▸ **Given request**: Reproduce this listing in full.

▸ **Raw data**:
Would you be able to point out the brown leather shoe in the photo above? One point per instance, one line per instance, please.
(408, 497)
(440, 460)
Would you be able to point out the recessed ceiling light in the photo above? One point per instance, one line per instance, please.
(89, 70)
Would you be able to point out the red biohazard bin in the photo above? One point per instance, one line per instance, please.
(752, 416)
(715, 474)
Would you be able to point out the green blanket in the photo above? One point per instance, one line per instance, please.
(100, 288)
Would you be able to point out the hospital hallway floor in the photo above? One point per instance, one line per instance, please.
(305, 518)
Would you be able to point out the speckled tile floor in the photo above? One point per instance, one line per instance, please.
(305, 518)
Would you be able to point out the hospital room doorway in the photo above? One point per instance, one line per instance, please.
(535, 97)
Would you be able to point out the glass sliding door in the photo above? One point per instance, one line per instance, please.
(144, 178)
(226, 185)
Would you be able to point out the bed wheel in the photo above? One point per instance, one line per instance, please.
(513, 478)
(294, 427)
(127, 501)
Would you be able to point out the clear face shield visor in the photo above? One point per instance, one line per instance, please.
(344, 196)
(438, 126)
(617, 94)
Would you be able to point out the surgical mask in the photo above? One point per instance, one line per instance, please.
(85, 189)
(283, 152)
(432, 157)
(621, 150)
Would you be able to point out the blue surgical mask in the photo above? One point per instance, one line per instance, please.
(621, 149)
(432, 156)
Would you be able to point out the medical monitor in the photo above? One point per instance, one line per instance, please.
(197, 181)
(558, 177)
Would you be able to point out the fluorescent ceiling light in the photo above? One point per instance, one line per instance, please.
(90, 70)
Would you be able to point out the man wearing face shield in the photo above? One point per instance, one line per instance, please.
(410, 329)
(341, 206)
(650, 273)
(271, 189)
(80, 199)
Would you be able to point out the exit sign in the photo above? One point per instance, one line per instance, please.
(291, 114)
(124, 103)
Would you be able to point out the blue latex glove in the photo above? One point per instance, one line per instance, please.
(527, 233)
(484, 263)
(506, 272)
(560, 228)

▸ **Completed task**:
Would you be able to point out the brown leather shoe in the photo above? One point per instance, one line per instance, please.
(408, 497)
(440, 460)
Would you be able to point out the recessed ceiling light in the photo above? One point per instance, one line per instance, please.
(89, 70)
Would you be able to point out the red biohazard bin in the photo above? One point per instance, one line per instance, please.
(752, 416)
(715, 474)
Would you be able to point out the green blanket in the photo above? One point per instance, one line per instance, please.
(100, 288)
Would you be able to point out the hospital hallway floor in the photo above? One point per instance, one line per instance, please.
(305, 518)
Would you be able to point out the speckled tile floor in the photo above? One point per instance, one line per instance, please.
(305, 518)
Would you be able to point out the hospital room doorway in the photo above? One point per instance, one line per instance, please.
(535, 97)
Would you be able to point out the glass sliding door in the photo above? One point per instance, one line per instance, please.
(144, 178)
(226, 185)
Would you be able to point out the bed wheel in the photo above? One point per instance, one line per instance, please.
(513, 478)
(294, 427)
(127, 501)
Would you be able to point out the clear face shield visor in the photo above? One point per instance, one line per instance, please.
(344, 196)
(438, 126)
(617, 94)
Would you be able to point out the surgical mask in the photo above? One point per instance, one line per instance, please.
(85, 189)
(283, 152)
(432, 157)
(621, 150)
Would you be able to point out the blue surgical mask in the photo above? One point per instance, one line per instance, please.
(621, 149)
(432, 156)
Would you be able to point out the medical monitor in the photo above? One point per instance, one line per instance, please.
(197, 181)
(558, 177)
Would you be able to point out the fluorescent ceiling light in the photo above? One point per instance, one line per instance, please.
(90, 70)
Would you be able to point out the man wearing face shield in the photo above? One point per instance, one line per instance, please.
(410, 329)
(341, 206)
(650, 273)
(271, 189)
(80, 199)
Would you be able to point out the exit sign in the photo above? One point per instance, one line per instance, please.
(291, 114)
(124, 103)
Would you be able to point out the blue latex glove in the photo above? One point per instance, one line per instance, please.
(527, 233)
(484, 263)
(506, 272)
(560, 228)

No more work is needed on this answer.